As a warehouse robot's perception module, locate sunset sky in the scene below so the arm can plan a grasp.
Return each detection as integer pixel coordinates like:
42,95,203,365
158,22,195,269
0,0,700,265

WRITTEN PROBLEM: Please convert all the items above into a single numbered list with one line per entry, leaving out any blank lines.

EXERCISE RESPONSE:
1. As a warehouse robot's perception module, locate sunset sky in the scene below so the arm can plan a grasp.
2. Return each detection as integer pixel coordinates like:
3. 42,95,203,365
4. 158,22,195,269
5. 0,0,700,265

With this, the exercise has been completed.